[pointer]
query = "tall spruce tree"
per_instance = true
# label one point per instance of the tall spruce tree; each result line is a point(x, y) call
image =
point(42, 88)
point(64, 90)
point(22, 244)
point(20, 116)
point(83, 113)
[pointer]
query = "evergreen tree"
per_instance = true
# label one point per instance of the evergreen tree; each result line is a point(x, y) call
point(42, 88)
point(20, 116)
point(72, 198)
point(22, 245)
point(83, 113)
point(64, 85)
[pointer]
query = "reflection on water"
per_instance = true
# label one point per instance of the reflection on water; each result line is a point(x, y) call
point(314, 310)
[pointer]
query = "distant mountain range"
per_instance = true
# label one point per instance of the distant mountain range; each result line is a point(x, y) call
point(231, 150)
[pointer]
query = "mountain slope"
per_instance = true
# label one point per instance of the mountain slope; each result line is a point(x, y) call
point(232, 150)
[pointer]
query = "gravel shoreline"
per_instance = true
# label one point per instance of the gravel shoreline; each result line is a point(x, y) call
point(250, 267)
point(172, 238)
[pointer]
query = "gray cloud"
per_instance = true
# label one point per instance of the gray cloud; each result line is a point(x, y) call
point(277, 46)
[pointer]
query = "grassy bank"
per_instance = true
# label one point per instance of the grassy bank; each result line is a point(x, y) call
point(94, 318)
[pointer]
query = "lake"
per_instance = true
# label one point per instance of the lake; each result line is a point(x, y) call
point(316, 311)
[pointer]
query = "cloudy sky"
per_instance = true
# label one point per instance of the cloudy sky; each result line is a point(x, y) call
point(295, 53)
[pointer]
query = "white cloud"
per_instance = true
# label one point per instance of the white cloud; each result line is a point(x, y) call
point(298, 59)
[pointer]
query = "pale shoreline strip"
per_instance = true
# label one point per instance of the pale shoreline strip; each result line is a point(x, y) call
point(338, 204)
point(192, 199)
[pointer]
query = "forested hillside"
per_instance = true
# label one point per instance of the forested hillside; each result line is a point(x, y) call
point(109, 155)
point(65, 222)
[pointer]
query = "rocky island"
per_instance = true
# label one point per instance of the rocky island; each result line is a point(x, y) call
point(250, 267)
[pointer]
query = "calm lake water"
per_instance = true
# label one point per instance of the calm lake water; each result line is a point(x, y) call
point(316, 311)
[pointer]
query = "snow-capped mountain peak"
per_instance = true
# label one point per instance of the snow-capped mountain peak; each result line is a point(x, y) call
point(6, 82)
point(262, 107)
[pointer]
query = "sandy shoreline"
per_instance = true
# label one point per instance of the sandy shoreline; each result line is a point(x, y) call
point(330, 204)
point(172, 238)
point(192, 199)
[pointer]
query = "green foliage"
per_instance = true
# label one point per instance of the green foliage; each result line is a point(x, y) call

===============

▶ EXERCISE OBJECTIVE: Rewrite the records as a numbered list, from the start through the line with "point(314, 310)", including both ends and leaving out any blank lines.

▶ RESULT OF THE EXERCISE:
1. [pointer]
2. query = "tall spruce tree"
3. per_instance = true
4. # label one point per instance of the tall spruce tree; each result line is a point(x, y) call
5. image =
6. point(42, 88)
7. point(64, 90)
8. point(22, 244)
9. point(20, 116)
10. point(83, 113)
11. [pointer]
12. query = "evergreen tree"
13. per_instance = true
14. # label one point per instance of the evergreen tree; each result line is a point(x, y) call
15. point(42, 88)
16. point(20, 116)
17. point(72, 198)
18. point(22, 245)
19. point(83, 113)
20. point(64, 85)
21. [pointer]
22. query = "reflection on water"
23. per_instance = true
24. # label one point per instance of the reflection on water; each result line is a point(x, y) call
25. point(314, 310)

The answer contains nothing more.